# Source
++++
HoloLens UI development

During development of User Interface (UI) for the HoloLens application our main focus was to make sure that the user experience is consistent and all of the interactions are as reliable as they possibly could be considering HoloLens voice and gesture recognition capabilities.

The standard gestures supported by HoloLens are Gaze, Air tap, Navigation. Manipulation and Bloom. Gaze and Air tap are analogous to moving a cursor using a mouse and clicking the left mouse button, respectively. Navigation gesture is achieved by making a pinching gesture with your hand and moving your hand along either X or Y axis. Manipulation gesture is similar but the movement is not constrained to a single axis and HoloLens tracks hands' movements in all 3 directions. Bloom gesture is used to open the start menu. For example of what each gesture looks like, check [1].

First of all, the main menu. It is a tagalong menu, meaning that it will follow user around trying to stay in their field of view; it is also a billboard, meaning that it will rotate around the Y axis to make sure that its front face is always facing the user. We gave our menu these 2 properties to make sure that when it's on, the menu is always visible and easily accessible.

Considering how different Bloom gesture is from other gestures and how well HoloLens recognises it, it would make a lot of sense to use it for menu toggling in our app. Unfortunately, Bloom is reserved by Windows Holographic for dismissing applications and toggling the Start menu, so in our app, for the lack of a reliable, distinct gesture we decided to use voice commands "Show Menu" and "Hide Menu" to reveal and dismiss the menu respectively.
++++
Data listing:
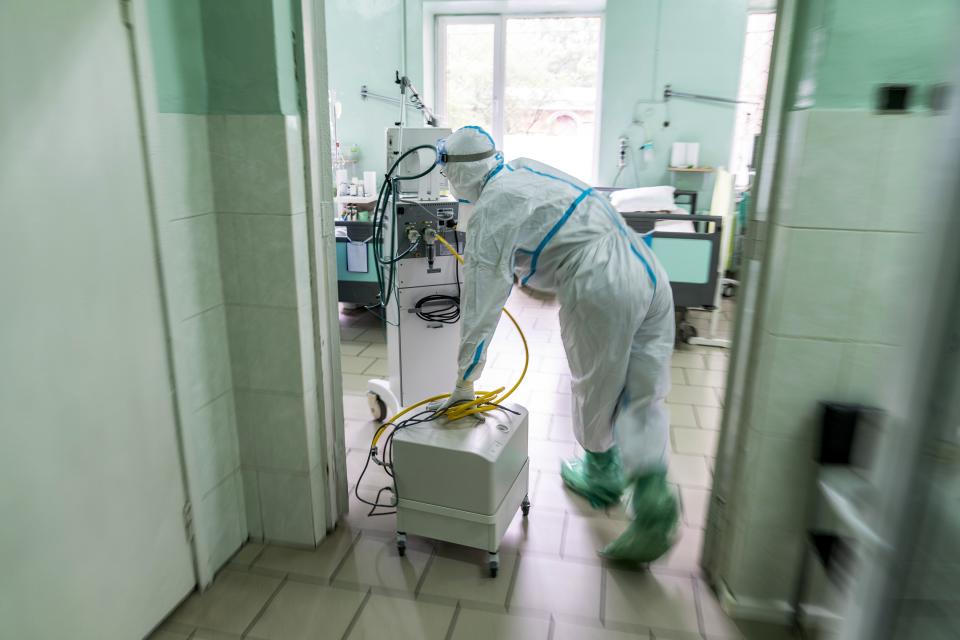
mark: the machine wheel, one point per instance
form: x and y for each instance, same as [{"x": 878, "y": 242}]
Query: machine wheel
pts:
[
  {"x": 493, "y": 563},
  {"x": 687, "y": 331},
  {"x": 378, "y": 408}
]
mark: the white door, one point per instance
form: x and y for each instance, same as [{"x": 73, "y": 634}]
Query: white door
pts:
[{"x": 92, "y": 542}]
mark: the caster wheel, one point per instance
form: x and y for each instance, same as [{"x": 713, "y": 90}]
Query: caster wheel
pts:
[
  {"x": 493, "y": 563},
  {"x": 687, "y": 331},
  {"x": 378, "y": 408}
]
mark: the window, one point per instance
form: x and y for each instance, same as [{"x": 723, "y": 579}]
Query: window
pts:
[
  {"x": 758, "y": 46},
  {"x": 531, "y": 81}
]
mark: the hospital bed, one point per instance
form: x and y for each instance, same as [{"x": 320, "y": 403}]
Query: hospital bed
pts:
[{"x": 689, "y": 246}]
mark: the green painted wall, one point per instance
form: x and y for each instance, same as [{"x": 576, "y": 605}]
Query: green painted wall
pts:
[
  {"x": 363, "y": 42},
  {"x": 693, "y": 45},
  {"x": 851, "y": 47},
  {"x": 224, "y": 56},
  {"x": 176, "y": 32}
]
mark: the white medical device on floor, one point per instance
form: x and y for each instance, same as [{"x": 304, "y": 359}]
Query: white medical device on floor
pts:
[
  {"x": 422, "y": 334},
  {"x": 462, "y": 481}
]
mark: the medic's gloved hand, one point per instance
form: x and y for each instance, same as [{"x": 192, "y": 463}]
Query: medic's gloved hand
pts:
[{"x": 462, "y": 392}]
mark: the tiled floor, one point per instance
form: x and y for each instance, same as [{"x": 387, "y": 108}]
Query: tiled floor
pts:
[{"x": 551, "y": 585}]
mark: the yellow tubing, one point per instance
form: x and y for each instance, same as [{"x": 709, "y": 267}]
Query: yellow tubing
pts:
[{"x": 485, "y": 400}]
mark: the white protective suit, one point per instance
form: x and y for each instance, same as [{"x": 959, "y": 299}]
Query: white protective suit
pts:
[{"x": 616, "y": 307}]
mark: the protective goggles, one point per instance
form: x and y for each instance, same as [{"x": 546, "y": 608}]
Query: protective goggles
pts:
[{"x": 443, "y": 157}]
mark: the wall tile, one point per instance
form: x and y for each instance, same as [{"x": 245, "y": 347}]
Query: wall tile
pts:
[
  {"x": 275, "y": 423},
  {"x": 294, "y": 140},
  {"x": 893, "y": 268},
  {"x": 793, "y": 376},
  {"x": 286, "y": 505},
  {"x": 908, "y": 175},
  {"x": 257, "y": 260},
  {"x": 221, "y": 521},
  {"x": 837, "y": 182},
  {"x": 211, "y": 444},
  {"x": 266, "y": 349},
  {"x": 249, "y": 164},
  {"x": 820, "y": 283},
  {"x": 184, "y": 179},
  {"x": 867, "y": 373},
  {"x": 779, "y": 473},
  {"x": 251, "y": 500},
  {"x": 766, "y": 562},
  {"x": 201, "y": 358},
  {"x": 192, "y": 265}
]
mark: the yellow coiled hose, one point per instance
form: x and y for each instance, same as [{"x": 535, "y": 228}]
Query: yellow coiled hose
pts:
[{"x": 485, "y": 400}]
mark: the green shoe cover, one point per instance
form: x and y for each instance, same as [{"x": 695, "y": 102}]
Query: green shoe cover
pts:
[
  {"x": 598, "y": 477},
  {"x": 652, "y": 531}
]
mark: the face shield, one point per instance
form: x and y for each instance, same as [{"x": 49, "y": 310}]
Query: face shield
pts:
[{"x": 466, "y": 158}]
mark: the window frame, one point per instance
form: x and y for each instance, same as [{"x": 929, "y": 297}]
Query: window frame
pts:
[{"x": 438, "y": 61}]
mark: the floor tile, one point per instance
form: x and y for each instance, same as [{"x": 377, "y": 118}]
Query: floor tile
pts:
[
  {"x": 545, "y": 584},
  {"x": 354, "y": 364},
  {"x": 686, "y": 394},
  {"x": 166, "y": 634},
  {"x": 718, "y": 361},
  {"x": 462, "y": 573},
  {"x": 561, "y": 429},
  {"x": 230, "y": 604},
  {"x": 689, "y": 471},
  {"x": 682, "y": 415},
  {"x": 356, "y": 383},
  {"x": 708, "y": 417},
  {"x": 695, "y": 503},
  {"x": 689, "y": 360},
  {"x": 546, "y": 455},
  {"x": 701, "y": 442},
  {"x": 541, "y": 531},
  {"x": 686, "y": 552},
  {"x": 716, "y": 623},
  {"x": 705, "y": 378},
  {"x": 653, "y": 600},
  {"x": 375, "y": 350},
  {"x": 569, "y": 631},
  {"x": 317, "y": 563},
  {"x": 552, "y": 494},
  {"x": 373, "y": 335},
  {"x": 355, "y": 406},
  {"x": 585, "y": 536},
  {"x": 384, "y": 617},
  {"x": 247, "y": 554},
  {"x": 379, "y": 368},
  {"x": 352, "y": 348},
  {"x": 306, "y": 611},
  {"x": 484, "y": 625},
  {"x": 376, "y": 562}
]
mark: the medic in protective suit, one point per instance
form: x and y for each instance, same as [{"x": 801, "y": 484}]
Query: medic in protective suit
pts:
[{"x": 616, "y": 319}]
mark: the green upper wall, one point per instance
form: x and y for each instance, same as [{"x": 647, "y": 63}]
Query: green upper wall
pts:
++++
# Goals
[A] Name the standard gestures that the HoloLens UI development text says HoloLens supports.
[B] Pull out the rows from the line containing "mark: the green upper" through the last line of the rows, inclusive, and reproduce them verbatim.

# Responses
[A] Gaze, Air tap, Navigation, Manipulation, Bloom

[B]
mark: the green upper wall, one point per instance
form: x and y for each instance, same as [{"x": 647, "y": 63}]
Query: green upper wall
pts:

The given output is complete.